Convert every line of the records below into a JSON list of strings, one string per line, leaving out any blank lines.
========
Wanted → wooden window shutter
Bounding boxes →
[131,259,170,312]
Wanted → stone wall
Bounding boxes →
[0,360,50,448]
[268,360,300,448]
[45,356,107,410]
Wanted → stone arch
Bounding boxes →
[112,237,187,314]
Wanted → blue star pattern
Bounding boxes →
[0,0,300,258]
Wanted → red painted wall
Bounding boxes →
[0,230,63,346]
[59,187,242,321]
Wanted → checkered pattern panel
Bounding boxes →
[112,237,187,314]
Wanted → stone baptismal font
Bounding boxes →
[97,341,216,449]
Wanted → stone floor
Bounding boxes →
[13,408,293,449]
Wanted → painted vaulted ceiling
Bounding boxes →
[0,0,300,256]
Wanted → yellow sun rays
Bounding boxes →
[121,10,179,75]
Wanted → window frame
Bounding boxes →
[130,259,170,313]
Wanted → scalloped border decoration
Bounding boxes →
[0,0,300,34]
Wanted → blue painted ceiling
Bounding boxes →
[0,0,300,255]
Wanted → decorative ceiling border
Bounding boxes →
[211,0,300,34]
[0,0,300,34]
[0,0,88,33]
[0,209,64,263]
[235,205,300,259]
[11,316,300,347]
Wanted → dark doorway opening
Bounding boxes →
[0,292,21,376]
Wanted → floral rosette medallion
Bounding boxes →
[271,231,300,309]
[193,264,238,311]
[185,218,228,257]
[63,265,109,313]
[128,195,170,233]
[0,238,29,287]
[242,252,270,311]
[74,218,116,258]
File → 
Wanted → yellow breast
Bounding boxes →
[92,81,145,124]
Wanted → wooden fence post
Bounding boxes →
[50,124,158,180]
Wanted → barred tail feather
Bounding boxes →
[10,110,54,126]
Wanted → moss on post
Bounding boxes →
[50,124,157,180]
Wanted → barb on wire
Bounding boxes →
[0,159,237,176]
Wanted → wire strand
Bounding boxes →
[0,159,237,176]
========
Correct result:
[
  "Wanted → wooden window shutter",
  "Bounding boxes →",
  "[131,259,170,312]",
  "Wanted → stone wall",
  "Bounding boxes →",
  "[0,360,50,448]",
  "[268,360,300,448]",
  "[45,356,107,410]",
  "Wanted → stone arch",
  "Bounding boxes →",
  "[112,237,187,314]",
  "Wanted → blue star pattern",
  "Bounding boxes →",
  "[0,0,300,258]",
  "Wanted → red painted wall",
  "Bounding boxes →",
  "[0,230,63,346]",
  "[59,187,242,321]",
  "Wanted → checkered pattern panel",
  "Bounding boxes →",
  "[112,237,187,314]",
  "Wanted → stone baptismal font",
  "Bounding boxes →",
  "[97,341,216,449]",
  "Wanted → stone floor",
  "Bounding boxes →",
  "[13,408,293,449]",
  "Wanted → painted vaulted ceiling",
  "Bounding boxes →",
  "[0,0,300,256]",
  "Wanted → yellow sun rays",
  "Bounding boxes →",
  "[121,10,179,75]",
  "Wanted → window frame",
  "Bounding boxes →",
  "[130,259,170,313]",
  "Wanted → scalloped border decoration",
  "Bounding boxes →",
  "[0,0,300,34]",
  "Wanted → blue painted ceiling",
  "Bounding boxes →",
  "[0,0,300,255]",
  "Wanted → decorative ceiling border",
  "Bounding boxes →",
  "[211,0,300,34]",
  "[0,0,300,34]",
  "[0,0,88,33]",
  "[0,209,64,263]",
  "[235,205,300,259]",
  "[11,316,300,347]",
  "Wanted → dark doorway opening",
  "Bounding boxes →",
  "[0,292,21,376]",
  "Wanted → floral rosette medallion",
  "Bounding boxes →",
  "[271,231,300,309]",
  "[193,264,238,311]",
  "[185,218,228,257]",
  "[63,265,109,313]",
  "[128,195,170,233]",
  "[0,238,29,287]",
  "[242,252,270,311]",
  "[74,218,116,258]",
  "File → ",
  "Wanted → yellow breast",
  "Bounding boxes →",
  "[92,81,145,124]",
  "Wanted → wooden fence post",
  "Bounding boxes →",
  "[50,124,158,180]",
  "Wanted → barred tail feather",
  "Bounding boxes →",
  "[10,110,54,126]",
  "Wanted → moss on post",
  "Bounding boxes →",
  "[50,124,157,180]",
  "Wanted → barb on wire",
  "Bounding boxes →",
  "[0,159,237,176]",
  "Wanted → wire strand",
  "Bounding boxes →",
  "[0,159,237,176]"
]